**TRY IT**
The answer must consist only of the lines from the line with "Looking at the image above, identify the white cabinet" to the line with "Looking at the image above, identify the tan", both included, exactly as they stand below.
BEGIN DATA FOR THE TASK
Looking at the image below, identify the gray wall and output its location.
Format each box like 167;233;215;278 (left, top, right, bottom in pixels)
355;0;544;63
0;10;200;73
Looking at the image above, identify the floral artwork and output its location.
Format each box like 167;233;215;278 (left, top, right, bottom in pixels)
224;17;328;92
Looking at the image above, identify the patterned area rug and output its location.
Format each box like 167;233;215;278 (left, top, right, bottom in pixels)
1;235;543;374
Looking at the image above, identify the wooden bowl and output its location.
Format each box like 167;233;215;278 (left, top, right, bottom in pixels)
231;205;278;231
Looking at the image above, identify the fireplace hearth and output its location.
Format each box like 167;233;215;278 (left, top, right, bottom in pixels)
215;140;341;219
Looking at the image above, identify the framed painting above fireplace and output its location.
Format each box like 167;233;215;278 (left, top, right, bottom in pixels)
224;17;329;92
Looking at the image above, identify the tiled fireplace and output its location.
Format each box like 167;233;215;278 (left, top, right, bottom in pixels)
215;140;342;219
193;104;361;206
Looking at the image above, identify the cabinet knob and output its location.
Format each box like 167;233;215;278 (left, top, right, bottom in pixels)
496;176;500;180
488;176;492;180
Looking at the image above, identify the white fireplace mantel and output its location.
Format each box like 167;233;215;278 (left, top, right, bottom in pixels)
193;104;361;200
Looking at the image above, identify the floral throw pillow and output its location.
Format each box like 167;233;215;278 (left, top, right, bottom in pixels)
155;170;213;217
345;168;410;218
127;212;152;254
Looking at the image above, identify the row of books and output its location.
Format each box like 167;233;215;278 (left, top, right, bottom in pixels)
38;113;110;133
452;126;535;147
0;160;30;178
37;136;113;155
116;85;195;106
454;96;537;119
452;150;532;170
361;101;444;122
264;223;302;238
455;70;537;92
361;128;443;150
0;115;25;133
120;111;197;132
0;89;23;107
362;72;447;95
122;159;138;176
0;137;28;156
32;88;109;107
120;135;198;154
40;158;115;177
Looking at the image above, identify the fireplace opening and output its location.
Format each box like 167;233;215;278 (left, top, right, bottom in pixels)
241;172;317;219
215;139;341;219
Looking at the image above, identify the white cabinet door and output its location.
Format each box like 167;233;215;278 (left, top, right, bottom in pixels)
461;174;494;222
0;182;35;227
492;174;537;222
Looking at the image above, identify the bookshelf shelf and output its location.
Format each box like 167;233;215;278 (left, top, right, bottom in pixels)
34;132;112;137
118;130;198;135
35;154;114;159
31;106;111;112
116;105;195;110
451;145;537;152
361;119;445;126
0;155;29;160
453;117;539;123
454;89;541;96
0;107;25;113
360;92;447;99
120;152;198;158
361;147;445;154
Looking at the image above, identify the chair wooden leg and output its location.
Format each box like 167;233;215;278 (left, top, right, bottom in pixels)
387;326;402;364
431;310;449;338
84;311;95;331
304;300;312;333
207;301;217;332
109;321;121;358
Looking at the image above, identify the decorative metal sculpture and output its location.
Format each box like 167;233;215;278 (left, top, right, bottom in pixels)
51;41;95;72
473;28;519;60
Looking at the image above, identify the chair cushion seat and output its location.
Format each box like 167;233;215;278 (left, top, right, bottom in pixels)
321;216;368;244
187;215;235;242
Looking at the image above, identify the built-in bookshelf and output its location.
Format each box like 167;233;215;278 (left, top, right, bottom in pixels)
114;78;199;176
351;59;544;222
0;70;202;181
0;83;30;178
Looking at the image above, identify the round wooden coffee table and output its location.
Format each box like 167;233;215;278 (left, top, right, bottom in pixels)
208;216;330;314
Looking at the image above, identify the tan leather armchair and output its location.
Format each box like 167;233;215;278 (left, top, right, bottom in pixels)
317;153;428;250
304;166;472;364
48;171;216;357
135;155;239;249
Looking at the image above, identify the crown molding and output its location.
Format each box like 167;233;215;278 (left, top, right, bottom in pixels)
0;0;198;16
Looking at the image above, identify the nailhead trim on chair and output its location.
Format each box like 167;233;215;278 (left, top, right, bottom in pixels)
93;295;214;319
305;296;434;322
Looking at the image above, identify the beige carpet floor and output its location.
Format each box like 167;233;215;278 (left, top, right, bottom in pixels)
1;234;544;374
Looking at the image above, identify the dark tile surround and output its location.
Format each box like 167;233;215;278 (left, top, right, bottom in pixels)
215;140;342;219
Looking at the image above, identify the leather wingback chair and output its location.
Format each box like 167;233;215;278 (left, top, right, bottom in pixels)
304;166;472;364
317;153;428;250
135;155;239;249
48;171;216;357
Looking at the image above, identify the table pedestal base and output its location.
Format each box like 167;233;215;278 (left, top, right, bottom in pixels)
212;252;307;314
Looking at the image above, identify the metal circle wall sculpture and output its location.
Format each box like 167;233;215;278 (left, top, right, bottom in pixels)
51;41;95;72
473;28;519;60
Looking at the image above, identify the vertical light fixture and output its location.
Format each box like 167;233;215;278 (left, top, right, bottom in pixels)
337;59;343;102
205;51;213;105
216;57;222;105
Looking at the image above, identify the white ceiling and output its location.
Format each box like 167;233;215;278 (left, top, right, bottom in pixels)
END DATA FOR THE TASK
**RESPONSE**
Looking at the image above, identify the white cabinet door and output its location.
Format each box like 167;233;215;278 (left, top, right, bottom in pixels)
461;174;494;222
0;182;35;227
492;174;537;222
Looking at the image above, identify the bookshelf shelf and output its location.
Format each box like 167;233;215;278 (left, top, right, bottom in pixels)
34;132;112;137
118;130;198;135
35;154;114;159
31;106;111;112
116;105;195;110
451;145;537;152
361;119;445;126
0;155;29;160
453;117;539;123
454;89;541;96
0;107;25;113
360;92;447;99
120;152;198;158
361;147;445;154
Looking at the image above, identify the chair wooden leg and output its location.
Format each box like 167;233;215;278 (left, top, right, bottom in pixels)
387;326;402;364
431;310;449;338
84;311;95;331
304;300;312;333
207;301;217;332
109;321;121;358
Looking at the image above, identify the decorative metal sculpture and output its location.
Format each box like 167;233;215;278 (left, top, right, bottom in pixels)
51;41;95;72
473;28;519;60
Looking at the image above, identify the chair cushion seat and output its location.
Format each box like 167;233;215;278 (left, top, right, bottom in pixels)
321;216;368;244
187;215;235;242
Looking at the image above, identify the built-in bookshelf and output its location.
Format each box like 167;233;215;278 (left, top, right, bottom in pixels)
114;78;199;176
351;59;544;222
0;70;202;181
0;83;30;178
Looking at the image above, identify the round wooden coffee table and output its location.
Format each box like 167;233;215;278 (left, top, right, bottom in pixels)
208;216;330;314
Looking at the image above, identify the tan leather armchair and output its location.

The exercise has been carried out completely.